The Bates Student - September 25, 1998


No longer a joke, the college's endowment explained

Staff Writer

LANE HALL - What exactly is the endowment? You hear about it fairly often. You hear that it is not big enough, that it is holding Bates down in the rankings, etc. But it is always discussed in vague terms as, depending on who you ask, some gigantic, or not so gigantic, sum of money existing somewhere, controlled by someone, for some reason that has to do with the running of the college.

The endowment is the major financial resource of the college, comprised of the school's assets held in perpetuity. In other words, it is the chunk of money, invested by Bates over an undefined period of time, which is used to cover the college's operating budget.

The base of the endowment is created through gifts. Therefore, the largest factor to the growth of the endowment is the size of the new gifts put into it. Tuition goes directly toward operational costs and does not affect the endowment except for the fact that operational costs not covered by tuition are taken out of the endowment.

Bates invests for the long term, under the assumption that Bates as an institution will have no end. The College looks to invest their money in assets as either stocks or bonds which will bring a high total return over the undefined period of time. The breakdown is roughly seventy five percent invested in stocks and twenty five percent invested in bonds.

Bates will spend and reinvest the total return (the interest, dividends, and gains or loses of the endowment ). The idea is that the nest egg will continue to grow and provide for the financial needs of the college.

The equation, for those of you with an interest in the jargon filled world of finance, basically goes like this: the college examines the total return of the sum of all the portfolios (the more portfolios Bates has the more diversified those portfolios are the less likely the endowment will be seriously affected by short term market fluctuation over the long term) against the cost of managing the endowment, inflation, and the amount of money which needs to be spent on running the college.

Ideally, there will be some percentage of the total return left over (called the real reinvestment) which can be reinvested in new stocks, funds, or increased institutional spending.

**Tasks to carry out:**
1 – According to the article on the Bates endowment, how is the endowment's money split between stocks and bonds?
2 – Rewrite the endowment article starting with "Ideally, there will" and going on through "increased institutional spending.", switching "total return" for "overall return".
3 – Carry on the article about the Bates endowment from its last sentence.

**Stored records:**
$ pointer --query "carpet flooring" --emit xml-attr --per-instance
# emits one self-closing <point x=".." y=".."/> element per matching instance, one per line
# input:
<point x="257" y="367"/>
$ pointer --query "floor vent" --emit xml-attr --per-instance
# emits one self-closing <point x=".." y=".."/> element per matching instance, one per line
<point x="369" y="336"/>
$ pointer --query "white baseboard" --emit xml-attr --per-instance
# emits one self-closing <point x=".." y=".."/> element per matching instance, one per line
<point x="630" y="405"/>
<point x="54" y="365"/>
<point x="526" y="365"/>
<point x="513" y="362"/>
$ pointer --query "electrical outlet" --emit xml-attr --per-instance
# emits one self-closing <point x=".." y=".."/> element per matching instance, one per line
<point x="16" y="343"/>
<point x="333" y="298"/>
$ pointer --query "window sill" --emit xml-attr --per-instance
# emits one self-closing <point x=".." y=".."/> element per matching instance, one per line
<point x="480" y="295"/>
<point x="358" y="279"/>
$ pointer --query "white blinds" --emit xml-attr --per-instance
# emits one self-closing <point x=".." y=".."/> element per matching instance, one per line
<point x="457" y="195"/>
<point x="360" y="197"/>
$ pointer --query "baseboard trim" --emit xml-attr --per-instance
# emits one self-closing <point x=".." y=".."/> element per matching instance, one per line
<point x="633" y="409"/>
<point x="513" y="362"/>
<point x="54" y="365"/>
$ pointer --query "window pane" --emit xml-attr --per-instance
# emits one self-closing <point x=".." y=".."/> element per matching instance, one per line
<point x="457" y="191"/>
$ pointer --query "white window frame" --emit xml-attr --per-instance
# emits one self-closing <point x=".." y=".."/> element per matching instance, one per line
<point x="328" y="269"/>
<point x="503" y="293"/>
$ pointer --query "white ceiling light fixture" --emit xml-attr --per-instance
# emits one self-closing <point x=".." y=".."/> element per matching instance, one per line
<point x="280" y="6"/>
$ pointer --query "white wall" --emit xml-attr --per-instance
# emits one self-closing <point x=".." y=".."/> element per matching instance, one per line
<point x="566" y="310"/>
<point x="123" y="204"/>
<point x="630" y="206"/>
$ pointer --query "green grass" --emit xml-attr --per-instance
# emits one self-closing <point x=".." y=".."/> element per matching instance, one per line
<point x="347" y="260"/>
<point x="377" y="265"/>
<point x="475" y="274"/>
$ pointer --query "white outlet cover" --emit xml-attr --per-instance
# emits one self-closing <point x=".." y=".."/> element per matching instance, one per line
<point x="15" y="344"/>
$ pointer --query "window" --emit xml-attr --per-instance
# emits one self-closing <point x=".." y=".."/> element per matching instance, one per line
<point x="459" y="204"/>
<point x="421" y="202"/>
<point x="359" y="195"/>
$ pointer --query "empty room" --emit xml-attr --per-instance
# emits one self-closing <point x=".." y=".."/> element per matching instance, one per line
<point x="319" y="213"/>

**Answers for the tasks:**
1 – Roughly seventy five percent is invested in stocks and twenty five percent in bonds.

2 –
Ideally, there will be some percentage of the overall return left over (called the real reinvestment) which can be reinvested in new stocks, funds, or increased institutional spending.

3 –
The portfolios are designed to have a modest real reinvestment return, but most importantly, maintain the real value of the portfolio. To do this the portfolio must make enough of a total return to cover inflation. Inflation is generally held to be between three and four percent so in order for a portfolio to be viable it must account for inflation after taking into account institutional spending and operational costs. The period in which this equation is measured runs the entire length of a market cycle, from beginning of a bull market till the end of the next bear market.

Bates College uses an investment consulting firm based in Waltham, Massachusetts as well as money managers both at home and abroad to manage the money, decide which funds and companies to invest in, which bonds to purchase, the logistical management of the portfolios, and the monitoring of the funds performance. The College maintains an Investment Committee, an extension of the Board of Trustees, which reviews the work of the consulting firms.

Vice President Peter Fackler reports that over the last four years, the market has experienced outsized gains. Fackler stressed the importance of not looking at the endowment in short term because it is such a long term investment. For example during last months fall in the stock market the value of the endowment changed thirteen percent. However the year before the endowment had been up eighteen percent.

Bates does not have a list of companies it will not invest in. This raises questions of supporting both companies and nations with a history of labor, environmental, and human rights violations.

The school does have a Social Investing Policy, which in theory provides a mechanism for checking into companies with questionable ethical practices. The policy is not proactive, but merely allows for a subcommittee of the Investment Committee to convene if information is brought to its attention which questions the practices of a particular holding.

In order for a review to be started someone, say a student, presents sufficient evidence that a company's behavior does not conform to the college's mission, culture, or vision. Until such evidence is brought forth the College acts under the "operative assumption." This assumes that all of its money is invested in socially responsible companies and allows the management firms to decide where the money goes.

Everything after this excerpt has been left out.